BEGIN Given data

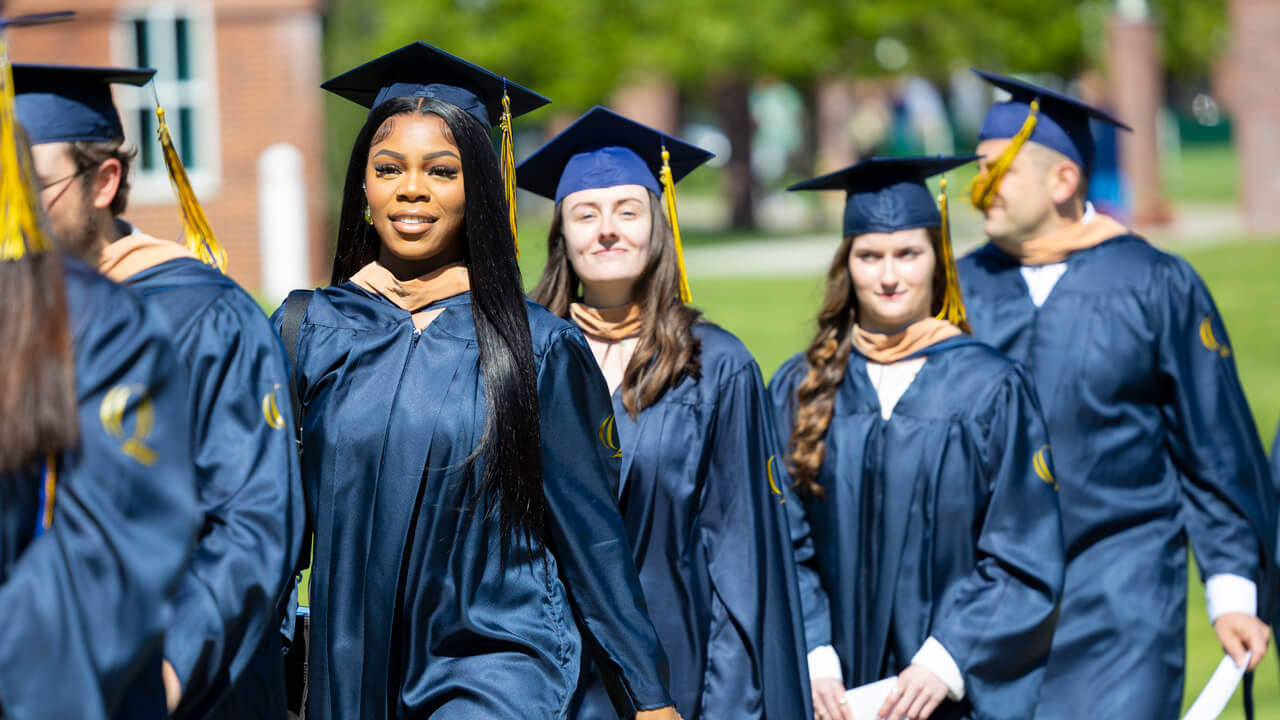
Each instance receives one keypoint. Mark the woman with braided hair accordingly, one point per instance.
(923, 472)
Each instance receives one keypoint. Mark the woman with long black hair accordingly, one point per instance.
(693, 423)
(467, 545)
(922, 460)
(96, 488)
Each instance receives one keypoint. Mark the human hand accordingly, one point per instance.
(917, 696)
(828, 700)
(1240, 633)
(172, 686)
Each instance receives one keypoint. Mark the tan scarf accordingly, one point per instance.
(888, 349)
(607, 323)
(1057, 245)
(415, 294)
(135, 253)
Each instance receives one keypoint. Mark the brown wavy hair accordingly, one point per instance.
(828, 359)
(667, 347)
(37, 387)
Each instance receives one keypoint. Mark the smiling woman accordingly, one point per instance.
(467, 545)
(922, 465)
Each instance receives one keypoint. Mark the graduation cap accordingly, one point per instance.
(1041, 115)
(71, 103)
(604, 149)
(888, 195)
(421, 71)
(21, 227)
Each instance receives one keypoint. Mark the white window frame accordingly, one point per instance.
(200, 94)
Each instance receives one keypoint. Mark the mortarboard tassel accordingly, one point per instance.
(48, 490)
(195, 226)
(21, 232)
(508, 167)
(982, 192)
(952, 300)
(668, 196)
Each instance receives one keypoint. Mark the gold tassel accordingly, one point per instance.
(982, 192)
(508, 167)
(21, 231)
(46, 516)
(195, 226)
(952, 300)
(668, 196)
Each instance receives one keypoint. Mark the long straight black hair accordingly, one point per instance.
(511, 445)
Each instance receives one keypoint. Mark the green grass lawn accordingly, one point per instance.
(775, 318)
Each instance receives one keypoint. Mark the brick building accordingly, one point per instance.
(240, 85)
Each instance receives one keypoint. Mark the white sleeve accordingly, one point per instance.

END Given data
BEGIN Given data

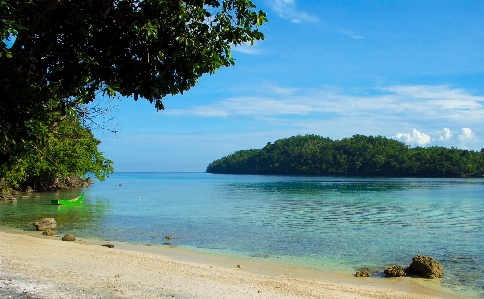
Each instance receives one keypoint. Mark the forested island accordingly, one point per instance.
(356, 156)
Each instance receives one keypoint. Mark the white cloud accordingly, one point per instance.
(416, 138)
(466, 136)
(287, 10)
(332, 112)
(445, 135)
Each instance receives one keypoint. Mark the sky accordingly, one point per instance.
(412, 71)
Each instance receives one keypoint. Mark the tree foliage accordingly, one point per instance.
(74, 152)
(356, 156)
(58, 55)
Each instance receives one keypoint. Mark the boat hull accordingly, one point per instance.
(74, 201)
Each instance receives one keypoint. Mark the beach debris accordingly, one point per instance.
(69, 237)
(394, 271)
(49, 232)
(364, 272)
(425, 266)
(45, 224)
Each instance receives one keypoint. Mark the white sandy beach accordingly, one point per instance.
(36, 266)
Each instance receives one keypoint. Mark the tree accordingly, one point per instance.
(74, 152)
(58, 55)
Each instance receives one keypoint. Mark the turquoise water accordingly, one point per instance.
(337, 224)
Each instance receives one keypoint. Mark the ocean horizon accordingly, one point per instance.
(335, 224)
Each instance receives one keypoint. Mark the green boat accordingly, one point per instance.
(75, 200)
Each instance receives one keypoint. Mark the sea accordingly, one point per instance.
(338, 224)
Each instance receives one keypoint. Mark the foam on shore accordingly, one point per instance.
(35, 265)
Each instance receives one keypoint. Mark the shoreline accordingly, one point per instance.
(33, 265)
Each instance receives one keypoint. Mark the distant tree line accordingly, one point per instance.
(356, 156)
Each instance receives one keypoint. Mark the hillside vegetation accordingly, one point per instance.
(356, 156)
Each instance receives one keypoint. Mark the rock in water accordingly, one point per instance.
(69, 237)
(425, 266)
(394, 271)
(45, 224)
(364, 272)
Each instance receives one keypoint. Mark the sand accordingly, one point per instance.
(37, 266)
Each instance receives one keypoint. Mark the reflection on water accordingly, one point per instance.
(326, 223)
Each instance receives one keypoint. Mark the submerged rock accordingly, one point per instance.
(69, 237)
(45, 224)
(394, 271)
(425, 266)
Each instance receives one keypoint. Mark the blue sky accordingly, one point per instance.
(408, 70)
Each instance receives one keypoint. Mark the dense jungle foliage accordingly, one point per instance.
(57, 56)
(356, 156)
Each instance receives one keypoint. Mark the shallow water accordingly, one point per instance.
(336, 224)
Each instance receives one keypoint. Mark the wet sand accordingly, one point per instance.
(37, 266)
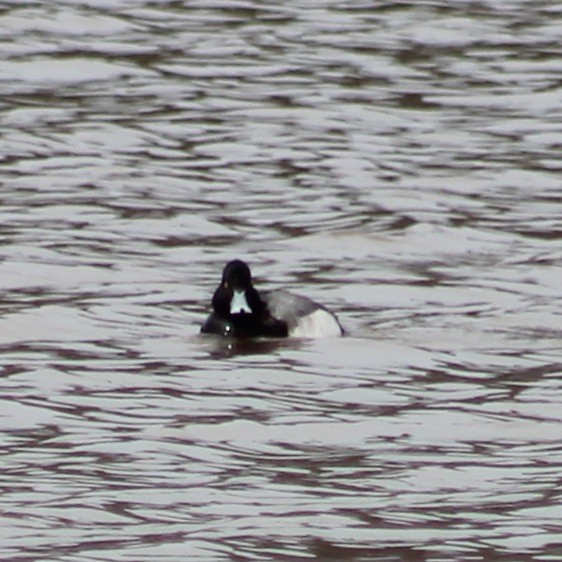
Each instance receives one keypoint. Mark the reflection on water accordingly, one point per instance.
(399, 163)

END Given data
BEGIN Given data

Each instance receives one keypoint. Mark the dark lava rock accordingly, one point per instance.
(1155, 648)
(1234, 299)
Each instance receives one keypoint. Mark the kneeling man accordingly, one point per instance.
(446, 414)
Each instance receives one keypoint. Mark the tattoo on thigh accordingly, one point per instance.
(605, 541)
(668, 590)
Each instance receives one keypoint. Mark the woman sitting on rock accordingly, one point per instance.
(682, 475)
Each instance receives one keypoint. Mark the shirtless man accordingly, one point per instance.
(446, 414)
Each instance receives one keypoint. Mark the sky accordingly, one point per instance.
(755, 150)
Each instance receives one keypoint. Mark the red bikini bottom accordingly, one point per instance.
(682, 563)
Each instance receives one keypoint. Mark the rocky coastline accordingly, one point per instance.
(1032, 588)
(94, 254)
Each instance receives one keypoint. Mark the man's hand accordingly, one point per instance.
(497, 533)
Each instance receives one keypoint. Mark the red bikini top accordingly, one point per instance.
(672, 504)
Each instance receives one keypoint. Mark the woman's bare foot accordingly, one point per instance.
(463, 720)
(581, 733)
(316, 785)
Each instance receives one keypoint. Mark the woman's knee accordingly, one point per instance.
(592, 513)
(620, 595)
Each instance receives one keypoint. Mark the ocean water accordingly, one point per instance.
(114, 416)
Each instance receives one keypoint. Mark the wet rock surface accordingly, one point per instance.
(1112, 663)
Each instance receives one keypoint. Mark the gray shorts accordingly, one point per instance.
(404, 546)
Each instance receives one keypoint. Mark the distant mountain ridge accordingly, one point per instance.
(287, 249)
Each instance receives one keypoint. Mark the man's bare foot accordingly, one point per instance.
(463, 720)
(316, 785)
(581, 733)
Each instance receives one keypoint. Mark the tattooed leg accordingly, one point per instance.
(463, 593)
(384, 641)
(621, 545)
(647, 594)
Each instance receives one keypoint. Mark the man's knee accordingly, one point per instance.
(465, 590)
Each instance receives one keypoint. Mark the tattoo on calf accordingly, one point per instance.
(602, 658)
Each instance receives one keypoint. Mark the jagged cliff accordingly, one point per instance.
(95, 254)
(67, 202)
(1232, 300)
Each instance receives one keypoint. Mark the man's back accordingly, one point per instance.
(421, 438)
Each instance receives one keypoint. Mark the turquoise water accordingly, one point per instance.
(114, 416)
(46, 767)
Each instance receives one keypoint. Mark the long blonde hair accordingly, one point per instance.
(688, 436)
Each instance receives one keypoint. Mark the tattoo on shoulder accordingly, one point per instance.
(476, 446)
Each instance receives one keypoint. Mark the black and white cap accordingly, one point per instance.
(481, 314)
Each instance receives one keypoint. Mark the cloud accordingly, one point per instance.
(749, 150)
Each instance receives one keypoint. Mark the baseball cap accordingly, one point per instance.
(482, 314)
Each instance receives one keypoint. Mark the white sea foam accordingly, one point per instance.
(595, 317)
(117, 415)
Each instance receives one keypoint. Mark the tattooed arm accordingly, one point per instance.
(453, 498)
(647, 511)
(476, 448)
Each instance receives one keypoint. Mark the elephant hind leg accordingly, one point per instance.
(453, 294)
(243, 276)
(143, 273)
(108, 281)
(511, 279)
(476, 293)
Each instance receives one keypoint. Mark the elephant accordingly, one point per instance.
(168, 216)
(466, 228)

END Given data

→ What the task requires: The expected answer is an exact copy of the lines above, beginning at the line with "Each instance receives one keypoint. Mark the woman with braided" and ending at the line with "Each instance receives one keypoint. Mark the white sleeve", with both ends in.

→ Response to the task:
Each instance receives one keypoint. Mark the woman with braided hair accordingly, one point per instance.
(923, 472)
Each instance receives one keypoint. Mark the woman with long black hair accordingly, one point per instance.
(693, 423)
(467, 545)
(922, 460)
(96, 488)
Each instance receives one keypoint. Mark the human hand accordingly, one point per instance.
(917, 696)
(828, 700)
(1240, 633)
(172, 686)
Each instance receives one keypoint. Mark the tan scarf accordingly, one point per instance.
(888, 349)
(607, 323)
(1057, 245)
(415, 294)
(135, 253)
Each instance receives one keypoint. Mark the brown wavy hair accordingly, one point per instance.
(828, 359)
(667, 347)
(37, 387)
Each instance receives one keypoint. Mark the smiling woman accordingly, one point per instance.
(467, 545)
(922, 465)
Each instance receives one keypoint. Mark the graduation cap accordingly, one point per instance.
(1041, 115)
(71, 103)
(604, 149)
(888, 195)
(421, 71)
(21, 227)
Each instance receives one keypoint. Mark the white window frame accordingly, one point per instance.
(200, 94)
Each instance receives one keypoint. Mark the mortarboard tassel accordingly, one point per instance.
(48, 490)
(195, 226)
(21, 232)
(508, 167)
(982, 192)
(952, 300)
(668, 196)
Each instance receives one keypoint. Mark the gold tassel accordingly, one point per instance.
(982, 192)
(508, 167)
(21, 231)
(46, 516)
(195, 226)
(952, 300)
(668, 196)
Each instance receives one keypoint. Mark the long straight black hair accordingly, one point per instance.
(511, 445)
Each instance receives one keypoint. Mark the green grass lawn accordingly, one point per instance.
(775, 318)
Each instance receives one keypoint. Mark the brick building accordingly, one point per instance.
(240, 85)
Each instance receives one keypoint. Mark the white sleeve accordingly, one point per instance.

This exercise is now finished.